**Written exercise**
Reproduce the data from its beginning through the line containing "POLYGON ((98 84, 101", substituting "occurrence" for each occurrence of "instance" and leaving everything else unchanged.
--- start ---
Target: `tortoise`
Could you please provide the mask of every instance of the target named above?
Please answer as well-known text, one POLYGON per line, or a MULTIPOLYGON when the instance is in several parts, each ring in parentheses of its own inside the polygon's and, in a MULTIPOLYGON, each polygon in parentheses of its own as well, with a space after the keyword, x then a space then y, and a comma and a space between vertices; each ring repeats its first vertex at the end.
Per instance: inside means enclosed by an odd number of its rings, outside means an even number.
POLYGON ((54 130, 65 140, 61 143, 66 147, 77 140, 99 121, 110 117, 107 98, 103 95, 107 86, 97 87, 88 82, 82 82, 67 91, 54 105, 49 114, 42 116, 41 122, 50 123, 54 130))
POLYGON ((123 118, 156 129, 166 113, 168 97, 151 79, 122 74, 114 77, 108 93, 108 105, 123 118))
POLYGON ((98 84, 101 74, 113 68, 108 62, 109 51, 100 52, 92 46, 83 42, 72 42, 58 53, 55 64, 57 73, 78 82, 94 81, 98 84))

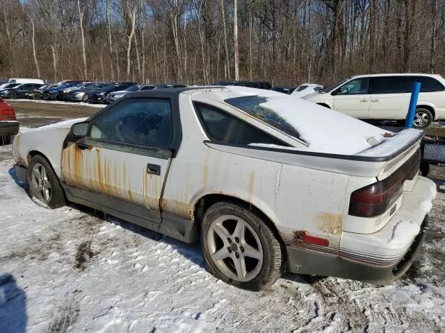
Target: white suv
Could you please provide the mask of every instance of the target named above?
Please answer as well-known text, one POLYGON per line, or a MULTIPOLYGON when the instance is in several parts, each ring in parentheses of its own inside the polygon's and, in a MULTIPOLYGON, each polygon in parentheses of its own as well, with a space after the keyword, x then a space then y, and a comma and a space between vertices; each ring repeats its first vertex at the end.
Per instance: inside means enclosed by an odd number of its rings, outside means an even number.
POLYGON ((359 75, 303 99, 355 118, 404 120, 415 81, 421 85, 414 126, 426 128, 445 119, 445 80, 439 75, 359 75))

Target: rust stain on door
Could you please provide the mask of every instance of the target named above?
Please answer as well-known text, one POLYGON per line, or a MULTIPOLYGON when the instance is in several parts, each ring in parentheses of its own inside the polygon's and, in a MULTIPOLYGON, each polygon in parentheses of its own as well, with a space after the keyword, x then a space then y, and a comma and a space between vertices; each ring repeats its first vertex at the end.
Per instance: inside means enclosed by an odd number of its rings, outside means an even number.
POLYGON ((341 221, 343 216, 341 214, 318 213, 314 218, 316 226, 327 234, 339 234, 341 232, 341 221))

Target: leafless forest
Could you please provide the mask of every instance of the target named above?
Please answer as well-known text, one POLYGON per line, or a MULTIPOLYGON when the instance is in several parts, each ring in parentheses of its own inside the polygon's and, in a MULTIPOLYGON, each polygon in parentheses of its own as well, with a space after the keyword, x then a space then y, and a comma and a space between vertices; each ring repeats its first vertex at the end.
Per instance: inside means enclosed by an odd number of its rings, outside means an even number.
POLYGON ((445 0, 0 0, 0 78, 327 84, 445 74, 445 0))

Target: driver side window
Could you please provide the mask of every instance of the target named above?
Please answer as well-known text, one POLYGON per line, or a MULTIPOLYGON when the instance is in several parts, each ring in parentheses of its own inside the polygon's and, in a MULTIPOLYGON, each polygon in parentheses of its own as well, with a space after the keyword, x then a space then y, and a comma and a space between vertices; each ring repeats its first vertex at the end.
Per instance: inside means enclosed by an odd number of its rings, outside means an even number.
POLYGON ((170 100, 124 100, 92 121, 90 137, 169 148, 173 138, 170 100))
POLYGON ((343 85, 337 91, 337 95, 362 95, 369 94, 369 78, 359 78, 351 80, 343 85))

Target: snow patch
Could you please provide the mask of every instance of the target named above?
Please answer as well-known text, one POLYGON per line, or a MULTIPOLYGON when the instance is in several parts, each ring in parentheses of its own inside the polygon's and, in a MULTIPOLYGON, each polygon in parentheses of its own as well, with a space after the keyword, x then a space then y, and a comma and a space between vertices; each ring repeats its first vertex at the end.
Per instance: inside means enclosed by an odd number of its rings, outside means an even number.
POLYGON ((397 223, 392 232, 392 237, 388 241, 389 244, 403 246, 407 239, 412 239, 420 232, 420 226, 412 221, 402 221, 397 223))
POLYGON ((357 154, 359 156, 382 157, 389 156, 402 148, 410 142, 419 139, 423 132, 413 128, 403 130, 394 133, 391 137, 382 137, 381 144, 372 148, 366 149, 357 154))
--- end ---
**Full solution**
Target: `tortoise`
Could you please provide the mask of every occurrence of the target named above?
Please answer as well-known text, one POLYGON per line, or a MULTIPOLYGON when the occurrence is in several parts, each ring in parentheses of its own inside the polygon's and, in a MULTIPOLYGON, each polygon in parentheses of its own as well, with a space after the keyword, x then a space then y, and a comma and a space between vertices; each ring repeats its first vertex at the end.
Per occurrence: inside means enclosed by an odd number of its rings, outside means an even number.
POLYGON ((54 130, 65 140, 61 143, 66 147, 77 140, 99 121, 110 117, 107 98, 103 95, 107 86, 97 87, 88 82, 82 82, 67 91, 54 105, 49 114, 42 116, 41 122, 50 123, 54 130))
POLYGON ((123 118, 156 129, 166 113, 168 97, 151 79, 122 74, 114 77, 108 93, 108 105, 123 118))
POLYGON ((98 84, 101 74, 113 68, 108 62, 109 51, 100 52, 92 46, 83 42, 72 42, 58 53, 55 64, 57 73, 78 82, 94 81, 98 84))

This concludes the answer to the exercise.